====== EXTRACTED DATA

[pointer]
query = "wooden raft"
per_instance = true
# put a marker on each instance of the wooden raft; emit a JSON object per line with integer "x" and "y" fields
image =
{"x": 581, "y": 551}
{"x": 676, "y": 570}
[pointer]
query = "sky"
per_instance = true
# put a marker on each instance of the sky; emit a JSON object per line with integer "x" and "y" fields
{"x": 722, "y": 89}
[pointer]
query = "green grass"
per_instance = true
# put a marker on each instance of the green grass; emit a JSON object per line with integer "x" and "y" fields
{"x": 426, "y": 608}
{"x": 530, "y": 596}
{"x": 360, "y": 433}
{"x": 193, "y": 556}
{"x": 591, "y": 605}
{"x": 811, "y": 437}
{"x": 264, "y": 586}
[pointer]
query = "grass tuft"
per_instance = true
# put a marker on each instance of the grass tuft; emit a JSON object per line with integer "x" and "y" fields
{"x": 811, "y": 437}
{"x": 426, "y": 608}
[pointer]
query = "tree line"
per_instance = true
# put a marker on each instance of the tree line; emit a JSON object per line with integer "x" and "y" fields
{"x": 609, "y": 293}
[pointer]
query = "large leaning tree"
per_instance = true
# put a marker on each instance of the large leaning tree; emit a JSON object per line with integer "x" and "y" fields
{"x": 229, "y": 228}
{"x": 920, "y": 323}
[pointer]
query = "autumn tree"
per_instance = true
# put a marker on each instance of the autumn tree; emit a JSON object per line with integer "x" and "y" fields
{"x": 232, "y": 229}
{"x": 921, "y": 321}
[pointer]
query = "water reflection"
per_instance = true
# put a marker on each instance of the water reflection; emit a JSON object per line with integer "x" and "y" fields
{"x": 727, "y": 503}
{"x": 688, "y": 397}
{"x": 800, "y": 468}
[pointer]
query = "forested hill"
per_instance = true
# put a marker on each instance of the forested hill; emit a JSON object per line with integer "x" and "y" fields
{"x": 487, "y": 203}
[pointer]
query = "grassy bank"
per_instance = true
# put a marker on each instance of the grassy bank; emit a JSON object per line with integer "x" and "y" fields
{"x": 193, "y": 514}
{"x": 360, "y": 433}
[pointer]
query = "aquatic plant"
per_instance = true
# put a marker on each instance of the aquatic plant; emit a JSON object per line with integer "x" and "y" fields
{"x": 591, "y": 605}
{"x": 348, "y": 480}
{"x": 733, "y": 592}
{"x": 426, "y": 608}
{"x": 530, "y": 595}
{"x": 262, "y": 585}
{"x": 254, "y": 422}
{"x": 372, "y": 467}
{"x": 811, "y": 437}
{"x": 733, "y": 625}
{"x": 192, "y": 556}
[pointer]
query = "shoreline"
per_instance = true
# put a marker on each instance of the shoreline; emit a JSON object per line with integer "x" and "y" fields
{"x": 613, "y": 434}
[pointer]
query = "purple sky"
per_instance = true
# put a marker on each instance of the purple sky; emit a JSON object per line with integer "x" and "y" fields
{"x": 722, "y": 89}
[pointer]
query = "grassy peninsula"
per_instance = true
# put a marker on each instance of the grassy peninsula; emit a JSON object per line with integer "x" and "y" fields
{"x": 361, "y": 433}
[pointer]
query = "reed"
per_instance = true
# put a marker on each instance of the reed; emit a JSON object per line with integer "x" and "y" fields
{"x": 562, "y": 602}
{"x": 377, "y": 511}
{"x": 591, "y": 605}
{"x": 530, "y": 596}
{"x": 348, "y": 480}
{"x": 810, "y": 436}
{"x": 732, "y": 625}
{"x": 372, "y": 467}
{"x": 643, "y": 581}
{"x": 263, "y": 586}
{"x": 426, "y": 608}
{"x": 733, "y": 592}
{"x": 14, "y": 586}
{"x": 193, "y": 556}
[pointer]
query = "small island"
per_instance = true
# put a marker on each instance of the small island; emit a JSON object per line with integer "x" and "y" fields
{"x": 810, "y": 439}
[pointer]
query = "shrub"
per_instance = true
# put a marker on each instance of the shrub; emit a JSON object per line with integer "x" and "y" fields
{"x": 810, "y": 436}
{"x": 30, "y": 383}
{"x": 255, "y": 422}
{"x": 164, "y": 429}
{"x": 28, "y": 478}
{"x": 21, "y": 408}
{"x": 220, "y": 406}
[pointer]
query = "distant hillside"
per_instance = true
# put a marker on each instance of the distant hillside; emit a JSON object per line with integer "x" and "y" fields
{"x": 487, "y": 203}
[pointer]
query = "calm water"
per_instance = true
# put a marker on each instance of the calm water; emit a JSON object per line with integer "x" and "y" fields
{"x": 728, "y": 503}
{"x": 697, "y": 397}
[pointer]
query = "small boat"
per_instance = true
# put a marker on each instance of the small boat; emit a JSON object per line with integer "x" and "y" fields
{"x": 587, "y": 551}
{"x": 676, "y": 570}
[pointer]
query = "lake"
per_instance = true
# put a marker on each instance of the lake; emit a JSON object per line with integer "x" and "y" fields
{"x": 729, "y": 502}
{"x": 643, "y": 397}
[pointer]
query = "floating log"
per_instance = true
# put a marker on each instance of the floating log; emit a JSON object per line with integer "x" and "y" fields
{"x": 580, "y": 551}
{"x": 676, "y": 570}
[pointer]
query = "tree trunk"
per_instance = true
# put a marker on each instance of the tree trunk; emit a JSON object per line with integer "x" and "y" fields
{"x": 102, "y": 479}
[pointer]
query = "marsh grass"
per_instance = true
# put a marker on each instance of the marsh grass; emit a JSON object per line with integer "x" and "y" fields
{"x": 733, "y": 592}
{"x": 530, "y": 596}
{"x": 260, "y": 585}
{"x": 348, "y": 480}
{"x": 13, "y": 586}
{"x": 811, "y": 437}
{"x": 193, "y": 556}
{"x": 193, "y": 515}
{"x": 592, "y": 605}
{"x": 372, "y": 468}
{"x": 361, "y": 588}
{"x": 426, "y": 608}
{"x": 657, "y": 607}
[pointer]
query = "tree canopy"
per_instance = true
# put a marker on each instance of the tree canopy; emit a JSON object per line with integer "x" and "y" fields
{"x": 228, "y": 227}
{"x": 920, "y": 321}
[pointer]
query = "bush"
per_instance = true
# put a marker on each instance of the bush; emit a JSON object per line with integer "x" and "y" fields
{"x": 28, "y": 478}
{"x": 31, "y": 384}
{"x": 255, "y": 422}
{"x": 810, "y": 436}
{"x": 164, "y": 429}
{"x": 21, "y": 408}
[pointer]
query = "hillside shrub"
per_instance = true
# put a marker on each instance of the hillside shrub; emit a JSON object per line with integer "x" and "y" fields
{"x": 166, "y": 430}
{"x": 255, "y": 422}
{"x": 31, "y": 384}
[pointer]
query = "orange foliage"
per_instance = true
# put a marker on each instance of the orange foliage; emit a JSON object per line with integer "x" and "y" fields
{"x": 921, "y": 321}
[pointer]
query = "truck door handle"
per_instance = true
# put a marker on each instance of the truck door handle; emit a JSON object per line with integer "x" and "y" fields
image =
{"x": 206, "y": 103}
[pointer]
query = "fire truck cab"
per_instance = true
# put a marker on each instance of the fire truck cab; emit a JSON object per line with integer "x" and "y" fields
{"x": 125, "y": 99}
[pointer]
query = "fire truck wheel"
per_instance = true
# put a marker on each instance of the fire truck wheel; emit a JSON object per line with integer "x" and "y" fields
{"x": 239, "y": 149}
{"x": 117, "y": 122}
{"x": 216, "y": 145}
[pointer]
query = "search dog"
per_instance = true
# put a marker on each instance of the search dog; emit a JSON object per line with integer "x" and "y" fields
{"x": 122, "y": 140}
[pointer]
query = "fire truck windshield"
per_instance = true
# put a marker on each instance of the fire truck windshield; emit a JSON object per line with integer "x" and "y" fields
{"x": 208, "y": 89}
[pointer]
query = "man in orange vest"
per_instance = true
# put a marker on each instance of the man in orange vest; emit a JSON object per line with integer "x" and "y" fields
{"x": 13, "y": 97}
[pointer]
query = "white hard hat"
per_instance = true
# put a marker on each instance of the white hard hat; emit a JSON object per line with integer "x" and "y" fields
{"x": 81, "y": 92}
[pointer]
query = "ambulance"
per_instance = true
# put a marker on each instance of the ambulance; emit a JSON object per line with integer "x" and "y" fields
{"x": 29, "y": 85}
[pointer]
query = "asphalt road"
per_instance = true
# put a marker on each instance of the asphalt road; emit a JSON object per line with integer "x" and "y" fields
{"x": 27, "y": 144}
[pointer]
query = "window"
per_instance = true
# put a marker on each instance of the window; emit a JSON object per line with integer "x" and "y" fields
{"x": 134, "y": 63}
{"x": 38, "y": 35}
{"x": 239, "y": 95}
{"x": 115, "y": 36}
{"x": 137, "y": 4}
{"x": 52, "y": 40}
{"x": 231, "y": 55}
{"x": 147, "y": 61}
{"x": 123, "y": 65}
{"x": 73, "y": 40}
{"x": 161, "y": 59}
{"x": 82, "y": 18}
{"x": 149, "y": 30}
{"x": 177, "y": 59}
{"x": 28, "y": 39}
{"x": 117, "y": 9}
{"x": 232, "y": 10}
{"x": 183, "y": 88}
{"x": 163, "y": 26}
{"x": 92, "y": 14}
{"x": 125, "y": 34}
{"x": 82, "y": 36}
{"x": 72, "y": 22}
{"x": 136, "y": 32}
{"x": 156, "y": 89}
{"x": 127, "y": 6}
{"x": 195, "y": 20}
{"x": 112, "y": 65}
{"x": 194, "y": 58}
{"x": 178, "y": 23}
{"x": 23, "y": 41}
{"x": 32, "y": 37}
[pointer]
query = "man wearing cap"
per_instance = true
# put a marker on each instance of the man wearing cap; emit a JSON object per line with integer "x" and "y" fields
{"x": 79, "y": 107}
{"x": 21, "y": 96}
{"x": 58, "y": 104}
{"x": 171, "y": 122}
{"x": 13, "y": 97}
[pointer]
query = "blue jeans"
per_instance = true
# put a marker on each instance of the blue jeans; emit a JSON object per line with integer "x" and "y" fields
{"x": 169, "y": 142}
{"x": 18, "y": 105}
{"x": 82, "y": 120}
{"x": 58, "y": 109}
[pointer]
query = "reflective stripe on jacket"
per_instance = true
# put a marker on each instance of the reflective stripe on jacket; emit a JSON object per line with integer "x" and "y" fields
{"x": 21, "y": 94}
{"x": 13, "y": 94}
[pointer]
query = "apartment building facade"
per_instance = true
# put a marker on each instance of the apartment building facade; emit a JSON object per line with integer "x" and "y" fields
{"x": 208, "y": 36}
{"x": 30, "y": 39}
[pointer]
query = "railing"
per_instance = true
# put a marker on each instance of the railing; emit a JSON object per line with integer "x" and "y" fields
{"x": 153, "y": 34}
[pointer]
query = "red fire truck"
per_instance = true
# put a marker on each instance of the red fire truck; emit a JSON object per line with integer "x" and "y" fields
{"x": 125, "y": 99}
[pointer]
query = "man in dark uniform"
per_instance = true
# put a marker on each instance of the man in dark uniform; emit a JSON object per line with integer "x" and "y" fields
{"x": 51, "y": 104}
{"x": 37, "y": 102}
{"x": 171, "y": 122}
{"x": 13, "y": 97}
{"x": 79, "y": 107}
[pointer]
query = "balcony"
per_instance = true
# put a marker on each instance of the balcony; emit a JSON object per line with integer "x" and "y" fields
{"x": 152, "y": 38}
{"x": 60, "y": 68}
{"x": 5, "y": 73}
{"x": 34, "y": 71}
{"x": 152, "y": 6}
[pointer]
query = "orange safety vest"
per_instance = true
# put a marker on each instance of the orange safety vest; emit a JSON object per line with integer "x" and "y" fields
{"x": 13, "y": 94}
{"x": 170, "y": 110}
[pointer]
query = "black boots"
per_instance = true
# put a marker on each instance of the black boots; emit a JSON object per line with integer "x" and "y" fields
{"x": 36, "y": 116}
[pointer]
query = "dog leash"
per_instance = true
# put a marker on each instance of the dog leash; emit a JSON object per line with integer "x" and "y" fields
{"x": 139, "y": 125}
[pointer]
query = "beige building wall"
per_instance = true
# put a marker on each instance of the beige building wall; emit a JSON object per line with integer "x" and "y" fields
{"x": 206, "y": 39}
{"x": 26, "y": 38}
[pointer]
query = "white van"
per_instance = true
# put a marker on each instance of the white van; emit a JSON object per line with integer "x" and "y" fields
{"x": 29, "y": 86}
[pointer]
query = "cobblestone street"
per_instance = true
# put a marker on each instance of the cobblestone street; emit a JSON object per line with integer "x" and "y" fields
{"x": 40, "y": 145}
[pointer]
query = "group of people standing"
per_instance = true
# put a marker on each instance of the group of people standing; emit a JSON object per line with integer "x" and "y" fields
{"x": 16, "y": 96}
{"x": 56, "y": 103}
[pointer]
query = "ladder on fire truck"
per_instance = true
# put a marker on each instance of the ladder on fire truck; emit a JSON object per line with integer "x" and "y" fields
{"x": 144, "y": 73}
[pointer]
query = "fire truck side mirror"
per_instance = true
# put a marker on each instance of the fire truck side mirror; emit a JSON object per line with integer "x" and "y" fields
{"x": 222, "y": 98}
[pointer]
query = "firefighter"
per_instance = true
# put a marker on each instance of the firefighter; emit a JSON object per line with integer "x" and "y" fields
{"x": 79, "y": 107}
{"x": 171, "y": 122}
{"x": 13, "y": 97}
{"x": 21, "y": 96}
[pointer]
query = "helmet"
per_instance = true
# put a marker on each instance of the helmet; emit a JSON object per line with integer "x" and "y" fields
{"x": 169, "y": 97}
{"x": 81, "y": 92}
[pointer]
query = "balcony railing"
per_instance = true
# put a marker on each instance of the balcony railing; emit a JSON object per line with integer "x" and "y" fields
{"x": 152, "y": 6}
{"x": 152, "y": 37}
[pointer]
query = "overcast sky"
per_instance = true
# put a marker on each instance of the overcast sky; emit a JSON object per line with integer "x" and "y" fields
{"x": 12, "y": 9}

============

WORK TO COMPLETE
Give only the number of lines in the material above that contain the string "bank". Case matters.

COMPLETED EXERCISE
2